**STATED GOAL:** Extend the news report below about the Republican plan to give the government flexibility over sequester cuts, picking up right after its last sentence.

-------- PASSAGE --------

Nation/World

GOP will propose sequester changes; wary Democrats plan their own

In a last-minute bid to minimize the most painful impacts of federal spending cuts – and perhaps blame – Republicans will propose this week allowing the government to choose where to cut.

They plan to introduce proposals to allow flexibility while maintaining the overall level of cuts mandated by a 2011 law.

The proposal is in response to the Obama administration's repeated complaint that the law doesn't allow managers the flexibility to shift the reductions from such areas as teachers or programs to help female victims of violence. It's also a move to shelter the GOP from blame should the cuts cause widespread pain.

"As a leader, he should want as much flexibility as he can get from Congress," said Louisiana Gov. Bobby Jindal, the chairman of the Republican Governors Association. "When did he ever go to his Cabinet secretaries, his agency heads and say, 'What would be the least painful . . . way?' "

-------- RECORDS SUPPLIED --------

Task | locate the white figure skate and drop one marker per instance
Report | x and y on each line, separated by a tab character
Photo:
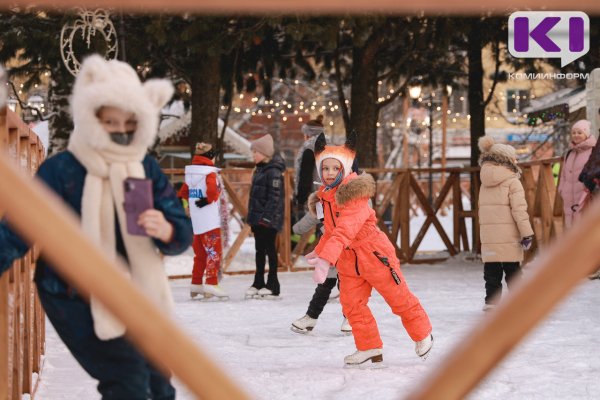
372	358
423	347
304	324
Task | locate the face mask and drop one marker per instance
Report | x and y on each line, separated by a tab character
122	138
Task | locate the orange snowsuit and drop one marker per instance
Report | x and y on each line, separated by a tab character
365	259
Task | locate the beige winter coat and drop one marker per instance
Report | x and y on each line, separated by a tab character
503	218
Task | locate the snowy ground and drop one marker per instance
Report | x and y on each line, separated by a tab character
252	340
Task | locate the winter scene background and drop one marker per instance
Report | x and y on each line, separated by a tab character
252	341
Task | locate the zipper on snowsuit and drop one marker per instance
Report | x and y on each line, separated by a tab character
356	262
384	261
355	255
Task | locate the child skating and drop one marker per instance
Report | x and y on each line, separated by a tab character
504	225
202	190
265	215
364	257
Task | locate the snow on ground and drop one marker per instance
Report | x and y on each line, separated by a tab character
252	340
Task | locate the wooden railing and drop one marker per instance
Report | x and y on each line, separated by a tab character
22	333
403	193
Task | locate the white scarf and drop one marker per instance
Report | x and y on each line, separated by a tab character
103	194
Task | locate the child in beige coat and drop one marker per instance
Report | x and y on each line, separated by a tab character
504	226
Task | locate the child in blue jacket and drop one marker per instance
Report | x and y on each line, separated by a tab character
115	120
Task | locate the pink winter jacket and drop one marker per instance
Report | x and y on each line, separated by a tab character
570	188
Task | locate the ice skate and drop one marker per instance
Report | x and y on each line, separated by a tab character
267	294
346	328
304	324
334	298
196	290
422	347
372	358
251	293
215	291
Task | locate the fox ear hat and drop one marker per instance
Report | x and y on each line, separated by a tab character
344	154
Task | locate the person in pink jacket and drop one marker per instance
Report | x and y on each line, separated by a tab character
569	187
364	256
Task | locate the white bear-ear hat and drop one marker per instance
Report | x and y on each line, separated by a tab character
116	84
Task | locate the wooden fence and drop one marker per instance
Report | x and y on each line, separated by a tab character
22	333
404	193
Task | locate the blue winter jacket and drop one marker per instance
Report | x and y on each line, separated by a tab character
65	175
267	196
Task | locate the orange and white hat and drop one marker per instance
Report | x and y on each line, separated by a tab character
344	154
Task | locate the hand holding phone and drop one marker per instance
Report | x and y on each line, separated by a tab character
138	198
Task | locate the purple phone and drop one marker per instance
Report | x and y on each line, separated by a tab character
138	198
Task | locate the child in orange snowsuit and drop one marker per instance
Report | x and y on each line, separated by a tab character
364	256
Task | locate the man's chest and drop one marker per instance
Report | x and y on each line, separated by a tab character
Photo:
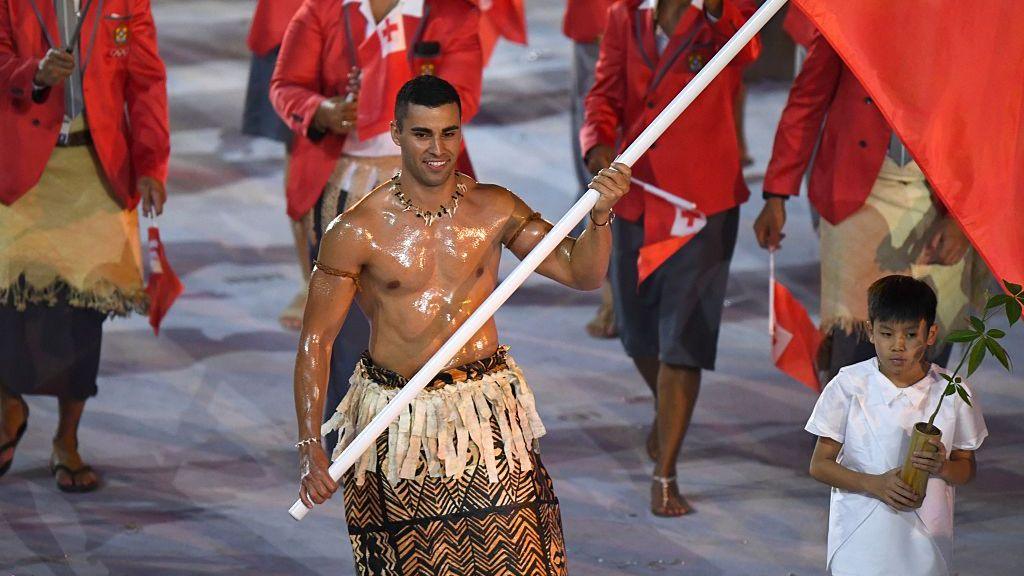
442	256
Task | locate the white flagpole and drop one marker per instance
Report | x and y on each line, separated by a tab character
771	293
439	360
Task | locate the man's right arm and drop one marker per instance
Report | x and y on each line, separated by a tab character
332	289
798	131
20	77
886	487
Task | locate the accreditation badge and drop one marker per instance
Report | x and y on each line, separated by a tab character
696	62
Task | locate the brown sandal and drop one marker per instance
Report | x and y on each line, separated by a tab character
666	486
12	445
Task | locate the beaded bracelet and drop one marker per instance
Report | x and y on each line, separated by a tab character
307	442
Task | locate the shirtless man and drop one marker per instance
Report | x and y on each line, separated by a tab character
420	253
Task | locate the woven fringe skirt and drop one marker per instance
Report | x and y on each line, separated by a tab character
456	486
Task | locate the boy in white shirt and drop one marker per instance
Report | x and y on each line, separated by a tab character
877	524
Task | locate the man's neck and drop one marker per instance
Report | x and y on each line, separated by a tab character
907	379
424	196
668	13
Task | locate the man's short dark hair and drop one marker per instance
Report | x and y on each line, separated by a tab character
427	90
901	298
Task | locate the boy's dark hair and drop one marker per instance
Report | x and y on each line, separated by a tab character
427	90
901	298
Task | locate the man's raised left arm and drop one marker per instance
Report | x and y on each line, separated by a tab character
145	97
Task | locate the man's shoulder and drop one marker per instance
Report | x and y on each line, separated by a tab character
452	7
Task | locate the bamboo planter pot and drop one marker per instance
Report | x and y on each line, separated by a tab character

--------
-------- RECORDS SUPPLIED --------

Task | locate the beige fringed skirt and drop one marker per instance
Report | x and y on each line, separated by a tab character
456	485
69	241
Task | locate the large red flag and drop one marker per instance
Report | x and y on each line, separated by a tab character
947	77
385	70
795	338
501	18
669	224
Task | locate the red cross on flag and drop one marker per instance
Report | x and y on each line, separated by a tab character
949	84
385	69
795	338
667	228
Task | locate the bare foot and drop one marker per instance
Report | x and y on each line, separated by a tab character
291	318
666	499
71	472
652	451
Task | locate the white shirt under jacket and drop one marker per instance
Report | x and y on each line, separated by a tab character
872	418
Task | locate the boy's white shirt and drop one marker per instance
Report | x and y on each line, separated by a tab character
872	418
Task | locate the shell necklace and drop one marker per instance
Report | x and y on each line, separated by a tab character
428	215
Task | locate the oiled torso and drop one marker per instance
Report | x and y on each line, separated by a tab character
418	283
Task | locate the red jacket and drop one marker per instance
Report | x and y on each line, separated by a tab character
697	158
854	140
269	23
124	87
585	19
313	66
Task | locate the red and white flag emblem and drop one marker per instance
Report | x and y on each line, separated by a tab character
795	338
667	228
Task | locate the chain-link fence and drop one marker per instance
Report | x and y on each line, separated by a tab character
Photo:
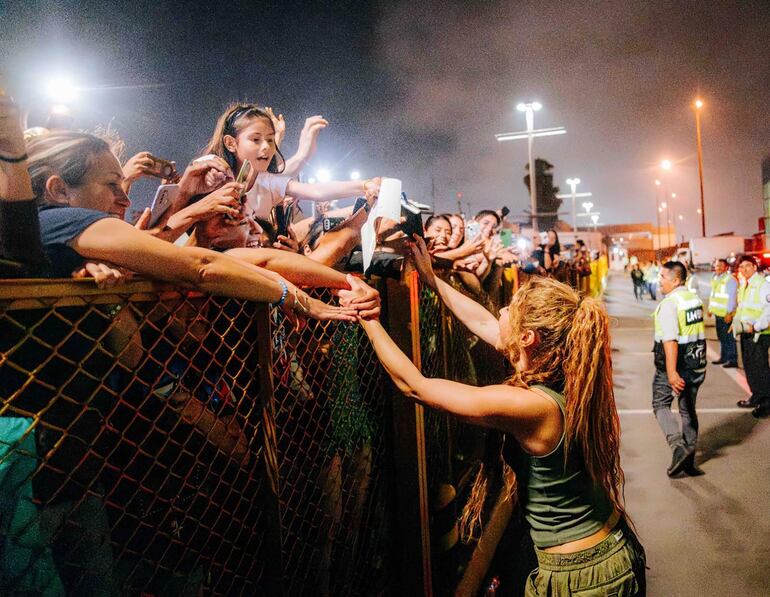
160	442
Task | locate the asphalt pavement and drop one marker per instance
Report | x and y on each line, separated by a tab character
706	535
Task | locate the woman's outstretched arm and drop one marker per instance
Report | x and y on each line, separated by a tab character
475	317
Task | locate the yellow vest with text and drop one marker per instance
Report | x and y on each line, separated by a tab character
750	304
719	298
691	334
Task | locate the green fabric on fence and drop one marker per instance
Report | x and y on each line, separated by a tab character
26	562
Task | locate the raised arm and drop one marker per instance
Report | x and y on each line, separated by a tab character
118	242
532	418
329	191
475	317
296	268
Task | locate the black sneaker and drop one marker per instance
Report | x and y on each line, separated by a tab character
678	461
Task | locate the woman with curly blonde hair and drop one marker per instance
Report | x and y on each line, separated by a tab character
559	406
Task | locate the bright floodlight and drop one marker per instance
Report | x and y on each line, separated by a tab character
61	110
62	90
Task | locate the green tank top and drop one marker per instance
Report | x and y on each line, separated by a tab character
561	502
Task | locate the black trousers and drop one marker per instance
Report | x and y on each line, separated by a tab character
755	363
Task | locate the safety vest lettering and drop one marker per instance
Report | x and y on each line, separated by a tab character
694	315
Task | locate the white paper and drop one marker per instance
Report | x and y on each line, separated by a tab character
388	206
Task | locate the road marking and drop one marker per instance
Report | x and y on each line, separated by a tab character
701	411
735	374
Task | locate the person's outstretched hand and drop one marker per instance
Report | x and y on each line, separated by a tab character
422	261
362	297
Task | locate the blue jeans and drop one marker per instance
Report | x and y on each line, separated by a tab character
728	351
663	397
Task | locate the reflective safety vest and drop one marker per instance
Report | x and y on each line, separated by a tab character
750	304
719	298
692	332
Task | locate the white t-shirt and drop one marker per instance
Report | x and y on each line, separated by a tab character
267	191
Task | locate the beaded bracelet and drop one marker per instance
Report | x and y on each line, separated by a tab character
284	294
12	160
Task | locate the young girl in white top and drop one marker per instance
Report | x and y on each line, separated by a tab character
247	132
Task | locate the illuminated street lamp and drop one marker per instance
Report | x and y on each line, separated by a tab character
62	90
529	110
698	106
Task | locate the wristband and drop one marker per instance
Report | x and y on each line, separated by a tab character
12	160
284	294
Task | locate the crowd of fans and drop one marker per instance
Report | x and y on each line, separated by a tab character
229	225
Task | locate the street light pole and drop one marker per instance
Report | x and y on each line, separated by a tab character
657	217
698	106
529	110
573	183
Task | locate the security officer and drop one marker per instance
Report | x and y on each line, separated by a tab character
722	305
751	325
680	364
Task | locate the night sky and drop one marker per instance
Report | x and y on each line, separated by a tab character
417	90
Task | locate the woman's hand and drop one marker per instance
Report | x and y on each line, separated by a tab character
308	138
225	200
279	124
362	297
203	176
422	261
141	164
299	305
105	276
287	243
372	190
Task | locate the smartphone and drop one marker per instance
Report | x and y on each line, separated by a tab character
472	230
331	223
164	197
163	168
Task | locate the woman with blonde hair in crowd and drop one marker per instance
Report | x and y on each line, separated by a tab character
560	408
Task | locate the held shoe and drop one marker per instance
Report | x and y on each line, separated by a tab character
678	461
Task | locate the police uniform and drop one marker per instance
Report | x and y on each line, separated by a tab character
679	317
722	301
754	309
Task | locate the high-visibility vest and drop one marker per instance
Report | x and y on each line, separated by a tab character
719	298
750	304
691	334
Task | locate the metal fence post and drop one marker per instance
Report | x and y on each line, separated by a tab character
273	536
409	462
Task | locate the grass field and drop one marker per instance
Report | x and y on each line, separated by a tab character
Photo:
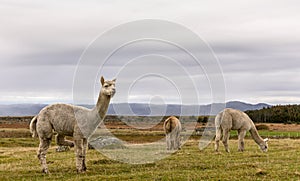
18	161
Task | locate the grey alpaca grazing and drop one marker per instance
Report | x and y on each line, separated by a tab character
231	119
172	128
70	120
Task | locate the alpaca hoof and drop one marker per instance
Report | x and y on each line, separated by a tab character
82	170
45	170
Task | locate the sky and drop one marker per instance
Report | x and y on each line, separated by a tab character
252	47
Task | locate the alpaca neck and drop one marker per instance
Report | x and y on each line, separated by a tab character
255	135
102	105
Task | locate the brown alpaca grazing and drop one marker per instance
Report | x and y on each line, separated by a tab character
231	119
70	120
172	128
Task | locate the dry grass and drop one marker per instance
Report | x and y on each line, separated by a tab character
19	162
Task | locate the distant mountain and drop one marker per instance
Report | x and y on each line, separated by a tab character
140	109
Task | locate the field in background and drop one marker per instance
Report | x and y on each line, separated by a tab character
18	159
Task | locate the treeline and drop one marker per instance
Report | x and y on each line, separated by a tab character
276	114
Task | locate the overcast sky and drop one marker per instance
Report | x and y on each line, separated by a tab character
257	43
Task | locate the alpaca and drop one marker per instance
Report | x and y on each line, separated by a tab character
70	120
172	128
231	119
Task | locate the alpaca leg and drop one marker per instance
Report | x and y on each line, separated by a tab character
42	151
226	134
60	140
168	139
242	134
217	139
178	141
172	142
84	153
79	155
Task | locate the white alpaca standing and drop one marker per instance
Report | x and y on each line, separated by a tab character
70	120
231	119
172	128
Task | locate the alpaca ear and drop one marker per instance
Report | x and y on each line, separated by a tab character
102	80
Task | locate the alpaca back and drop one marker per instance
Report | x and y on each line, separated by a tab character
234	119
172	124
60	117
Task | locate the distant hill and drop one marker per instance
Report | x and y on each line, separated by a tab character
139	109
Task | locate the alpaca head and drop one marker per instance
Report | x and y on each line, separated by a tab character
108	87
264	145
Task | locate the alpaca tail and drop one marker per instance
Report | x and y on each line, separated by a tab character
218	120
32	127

--------
-------- RECORDS SUPPLIED --------

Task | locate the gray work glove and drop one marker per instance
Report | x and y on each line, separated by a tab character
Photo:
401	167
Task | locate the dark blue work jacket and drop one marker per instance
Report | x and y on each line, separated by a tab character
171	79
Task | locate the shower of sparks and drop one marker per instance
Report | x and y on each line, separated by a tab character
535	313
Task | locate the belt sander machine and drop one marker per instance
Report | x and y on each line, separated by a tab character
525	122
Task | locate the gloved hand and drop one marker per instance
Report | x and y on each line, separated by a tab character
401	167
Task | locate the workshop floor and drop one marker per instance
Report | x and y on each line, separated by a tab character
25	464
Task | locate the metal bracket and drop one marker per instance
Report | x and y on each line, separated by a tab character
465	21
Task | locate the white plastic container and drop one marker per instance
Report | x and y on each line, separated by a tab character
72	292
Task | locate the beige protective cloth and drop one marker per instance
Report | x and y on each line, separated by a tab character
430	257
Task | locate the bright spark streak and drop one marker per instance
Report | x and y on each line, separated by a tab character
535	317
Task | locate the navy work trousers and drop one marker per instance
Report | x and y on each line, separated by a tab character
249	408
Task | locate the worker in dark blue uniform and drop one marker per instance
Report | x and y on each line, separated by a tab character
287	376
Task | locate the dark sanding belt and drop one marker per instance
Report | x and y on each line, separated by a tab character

--------

**IN RESPONSE:**
Democrats criticized the proposal, however, saying it would lock in the overall level of cuts – $85 billion for this fiscal year and $1.2 trillion over 10 years – which they argue would hurt the economy. They'll propose smaller spending reductions supplemented by tax increases.

"The overwhelming majority of Americans want us to compromise before our neighbors, friends and family members get pink slips or notices that they can only work for a few days a week this month," said Senate Majority Leader Harry Reid, D-Nev.

Both proposals are expected to be unsuccessful in a divided Congress, leaving lawmakers scrambling to act just days before the cuts are to start taking effect. As of Monday, the two sides were not negotiating. President Barack Obama will travel Tuesday to Newport News, Va., to talk about the impact of defense cuts.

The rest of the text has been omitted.